──────── Information supplied
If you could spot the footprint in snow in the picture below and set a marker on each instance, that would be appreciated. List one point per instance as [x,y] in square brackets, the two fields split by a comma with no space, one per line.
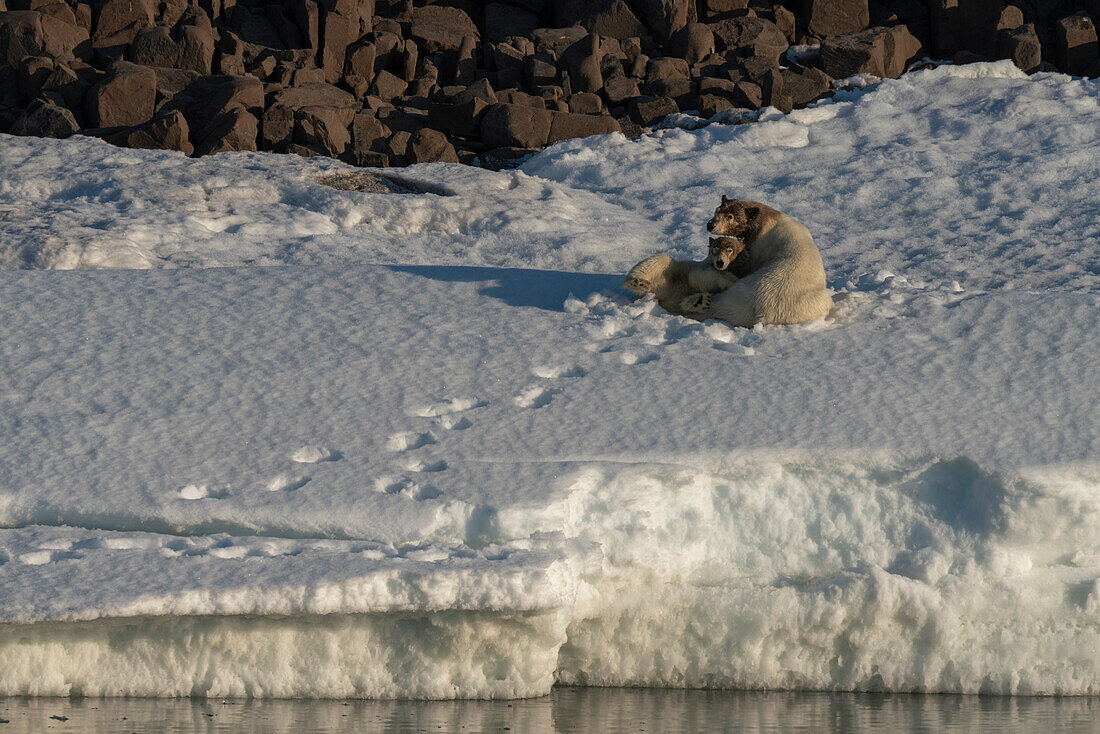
[287,483]
[409,440]
[311,455]
[536,397]
[202,492]
[407,488]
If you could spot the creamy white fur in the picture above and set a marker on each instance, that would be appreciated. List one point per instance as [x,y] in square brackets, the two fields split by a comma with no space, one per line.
[787,284]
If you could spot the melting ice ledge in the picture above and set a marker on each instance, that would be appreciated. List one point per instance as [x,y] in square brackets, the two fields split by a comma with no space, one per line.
[222,501]
[471,478]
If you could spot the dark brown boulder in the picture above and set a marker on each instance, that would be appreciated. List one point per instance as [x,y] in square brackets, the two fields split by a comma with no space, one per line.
[647,110]
[28,33]
[663,18]
[183,47]
[118,21]
[618,90]
[880,51]
[168,132]
[564,126]
[693,42]
[440,28]
[504,20]
[1077,51]
[837,17]
[127,97]
[235,130]
[1023,46]
[750,36]
[515,126]
[44,119]
[609,18]
[427,145]
[585,102]
[581,62]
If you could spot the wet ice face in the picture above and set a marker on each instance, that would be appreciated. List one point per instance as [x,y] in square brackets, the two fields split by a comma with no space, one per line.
[724,250]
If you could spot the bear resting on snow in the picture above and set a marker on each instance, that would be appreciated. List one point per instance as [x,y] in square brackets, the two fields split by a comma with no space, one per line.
[781,280]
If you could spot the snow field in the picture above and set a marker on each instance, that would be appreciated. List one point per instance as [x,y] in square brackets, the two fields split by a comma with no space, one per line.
[450,458]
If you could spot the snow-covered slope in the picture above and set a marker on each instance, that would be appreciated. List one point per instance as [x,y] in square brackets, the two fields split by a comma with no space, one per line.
[437,452]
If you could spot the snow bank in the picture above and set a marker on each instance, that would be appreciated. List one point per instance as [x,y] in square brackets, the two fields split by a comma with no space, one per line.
[450,458]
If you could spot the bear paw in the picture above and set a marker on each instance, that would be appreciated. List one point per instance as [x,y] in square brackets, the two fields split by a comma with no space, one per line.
[696,303]
[638,286]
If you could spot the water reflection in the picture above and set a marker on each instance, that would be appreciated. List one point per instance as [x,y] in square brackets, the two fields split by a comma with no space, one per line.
[611,711]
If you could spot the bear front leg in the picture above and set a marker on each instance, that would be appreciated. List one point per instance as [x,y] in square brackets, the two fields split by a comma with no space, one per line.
[696,305]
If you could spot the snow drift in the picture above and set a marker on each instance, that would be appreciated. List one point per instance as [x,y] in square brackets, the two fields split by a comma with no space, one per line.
[437,452]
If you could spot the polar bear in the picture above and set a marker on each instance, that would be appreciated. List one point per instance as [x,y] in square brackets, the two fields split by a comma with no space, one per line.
[785,283]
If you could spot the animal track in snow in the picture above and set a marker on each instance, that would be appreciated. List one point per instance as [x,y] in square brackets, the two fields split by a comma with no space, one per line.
[409,440]
[446,407]
[428,467]
[311,455]
[407,488]
[633,358]
[454,423]
[202,492]
[287,483]
[536,397]
[548,372]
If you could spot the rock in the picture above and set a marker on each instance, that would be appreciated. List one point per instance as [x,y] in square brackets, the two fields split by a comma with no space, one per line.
────────────────
**Work to be completed**
Using the records above, retype everything exactly except the pictures.

**Finished exercise**
If you could spot the footprint in snow in the picture below and set a marker on each instance, that would be appreciated. List one point per instance as [x,y] in square brackets, the two fields split by a comma with no space, one per line.
[287,483]
[409,440]
[311,455]
[536,397]
[202,492]
[407,488]
If you could spot the creamy white fur in the picture above and set a marker on each instance, that would be appreciated. List one point per instance as [x,y] in square brackets, the two fields split by a comma with no space, one per line.
[787,284]
If you could spot the melting ice ledge in the picture above and set a marker on each instance, that would be appreciated. List one point per instance as [x,y] in square brackets, the two fields split by a comma with no space, one per line.
[222,501]
[471,478]
If you could spot the dark brown boulder in the picture above and set a marker on each instance, that would be appreciated. List one point per instance as [x,y] in square brackets, the two fields split by a comma with no space, one per line.
[647,110]
[28,33]
[663,18]
[183,47]
[118,21]
[618,90]
[880,51]
[168,132]
[564,126]
[693,42]
[440,28]
[504,20]
[1077,51]
[837,17]
[127,97]
[235,130]
[1023,46]
[750,36]
[515,126]
[44,119]
[609,18]
[427,145]
[585,102]
[581,62]
If you could spot the wet ice face in the picture above and set a marker on each instance, that would be appreciated. List one point per instance as [x,y] in square brackets, the two fields split by a comma with no space, one per line.
[724,250]
If you could spot the bear resting on snow in the picture above and set a marker on each instance, that would be appreciated. List one point per instance as [x,y] in square brackets, the two fields split by a comma with no space, one per line.
[781,280]
If you could spot the snow field in the picture above and set a marker on each instance, that would be appreciated. List one point per instance as [x,y] in square brackets, the two fields split by a comma with no space, one per line.
[450,458]
If you could spot the snow-covered slope in the picture above and set a marker on each instance, that would be appreciated. List one point per instance as [x,y] in square brackets, the two fields split by a comma with no space, one per line.
[437,452]
If you could spot the snow bank in the picture above and set a marker on each instance, that would be appreciated. List one point per instance as [x,y] in square brackets, the two fields split by a comma with no space, one per line.
[450,458]
If you could spot the bear paw in the picture above and set a marker on each instance, that would be appreciated. List one point per instance as [x,y] in square brackets, the two fields split by a comma with no space, one per line.
[696,303]
[638,286]
If you could spot the water reflection in the picture above and set a marker on each instance, that would be appreciated. List one point per instance as [x,y] in square brackets, the two fields split by a comma with no space, one per line.
[611,711]
If you could spot the bear front leg in the picture above and set a marker on each instance, that would be appreciated. List one point per instance as [x,y] in square brackets, the two fields split by a comma with no space, one per line.
[696,305]
If you could spot the snow drift in the picture above and set a marker on each instance, that would be appreciated. List one point per instance as [x,y] in square brackets, the two fields split by a comma with no space, one per line.
[437,452]
If you could spot the polar bear in the picture above and set a marker on each instance, that would be appreciated. List one point per instance as [x,y] in square brackets, the two fields split by a comma with no space, one per line.
[785,283]
If you could spot the animal track in snow in the picture above and set a marker on each instance, that would be appreciated. List one point per instance as [x,y] in square brackets, the two fields split by a comma with no space, one per line.
[409,440]
[446,407]
[428,467]
[311,455]
[407,488]
[633,358]
[454,423]
[202,492]
[287,483]
[536,397]
[548,372]
If you could spot the rock in the picture above and set a marker on each instance, that would be appreciated. List one point per instance as [x,y] in square brackets, the two fields split by a comma with no space, one per line.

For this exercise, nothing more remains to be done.